“Há um retrocesso da solidariedade da classe estruturada durante o
período fordista, e um avanço de um projeto de sociedade marcadamente
individualista e neoliberal, um individualismo esvaziado de solidariedade,
profundamente marcado pela concorrência com os diferentes atores”, diz o
sociólogo.
Confira a entrevista. “As políticas de
austeridade derivam de uma tentativa de transferir o ônus econômico para as
classes trabalhadoras”, frisa o sociólogo
Ruy Braga, ao comentar o desmantelamento do
Estado de bem-estar social nos países europeus que enfrentam a crise econômica.
Segundo ele, para diminuir os prejuízos do capital financeiro, o Estado nacional
assume “ônus de socializar as perdas entre as classes sociais
subalternas”.
Na avaliação de
Braga, a
crise atual é de natureza política e econômica e se manifesta
de “forma mais ou menos aguda desde meados da década de 1970”. Os pacotes de
austeridade impostos pela Tróika apontam para “a questão de que o capitalismo
não é capaz de resolver essa dupla contradição, ou seja, integrar os
trabalhadores e ao mesmo tempo protegê-los. Essa foi uma ilusão do capitalismo
pós-guerra, especialmente na Europa”, enfatiza o sociólogo em entrevista
concedida à
IHU On-Line por telefone.

** Material **
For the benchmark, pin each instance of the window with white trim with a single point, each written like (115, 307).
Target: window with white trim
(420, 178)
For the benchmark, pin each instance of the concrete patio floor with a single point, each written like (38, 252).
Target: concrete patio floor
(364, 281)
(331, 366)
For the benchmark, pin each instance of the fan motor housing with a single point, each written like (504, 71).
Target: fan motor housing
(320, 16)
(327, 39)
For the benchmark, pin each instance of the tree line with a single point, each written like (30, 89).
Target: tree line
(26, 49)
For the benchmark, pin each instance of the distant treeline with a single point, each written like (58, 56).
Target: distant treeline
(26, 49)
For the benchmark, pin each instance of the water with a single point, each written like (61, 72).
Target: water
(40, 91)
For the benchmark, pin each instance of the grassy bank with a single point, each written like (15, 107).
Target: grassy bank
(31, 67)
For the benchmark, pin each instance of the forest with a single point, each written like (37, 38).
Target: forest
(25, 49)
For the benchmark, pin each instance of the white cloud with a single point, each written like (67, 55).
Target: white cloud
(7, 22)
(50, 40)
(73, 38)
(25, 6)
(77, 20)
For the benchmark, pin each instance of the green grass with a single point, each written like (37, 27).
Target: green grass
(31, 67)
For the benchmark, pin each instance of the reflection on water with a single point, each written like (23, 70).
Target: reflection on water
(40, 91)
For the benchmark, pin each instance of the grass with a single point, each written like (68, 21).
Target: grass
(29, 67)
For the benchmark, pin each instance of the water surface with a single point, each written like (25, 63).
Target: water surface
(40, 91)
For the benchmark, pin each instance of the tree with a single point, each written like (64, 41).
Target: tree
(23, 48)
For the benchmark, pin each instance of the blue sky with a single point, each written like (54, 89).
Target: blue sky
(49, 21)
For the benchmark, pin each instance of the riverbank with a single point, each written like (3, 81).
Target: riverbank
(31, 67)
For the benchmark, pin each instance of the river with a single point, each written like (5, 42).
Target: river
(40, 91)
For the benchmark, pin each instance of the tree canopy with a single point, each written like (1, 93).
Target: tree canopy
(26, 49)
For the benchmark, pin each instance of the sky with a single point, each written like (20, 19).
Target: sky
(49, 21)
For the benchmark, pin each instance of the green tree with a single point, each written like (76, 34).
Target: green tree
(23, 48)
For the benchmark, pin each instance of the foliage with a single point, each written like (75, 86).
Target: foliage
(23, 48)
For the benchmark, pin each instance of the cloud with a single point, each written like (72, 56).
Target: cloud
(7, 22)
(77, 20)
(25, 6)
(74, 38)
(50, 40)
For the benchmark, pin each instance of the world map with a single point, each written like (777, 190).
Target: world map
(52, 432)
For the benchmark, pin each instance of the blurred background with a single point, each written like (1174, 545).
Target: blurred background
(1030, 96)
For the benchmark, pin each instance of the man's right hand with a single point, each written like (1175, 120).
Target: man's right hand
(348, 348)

** Tarefas **
1. Responda às perguntas abaixo com base no texto sobre as políticas de austeridade.
(a) Segundo Braga, qual é a natureza da crise atual?
(b) Desde quando essa crise se manifesta de forma mais ou menos aguda?
(c) Por qual meio a entrevista foi concedida à IHU On-Line?
2. Imprima o trecho do texto sobre as políticas de austeridade entre "Confira a entrevista." e "a crise econômica.", inclusive.

** Respostas **
1.
(a) A crise atual é de natureza política e econômica.
(b) Ela se manifesta desde meados da década de 1970.
(c) A entrevista foi concedida por telefone.

2.
Confira a entrevista. “As políticas de
austeridade derivam de uma tentativa de transferir o ônus econômico para as
classes trabalhadoras”, frisa o sociólogo
Ruy Braga, ao comentar o desmantelamento do
Estado de bem-estar social nos países europeus que enfrentam a crise econômica.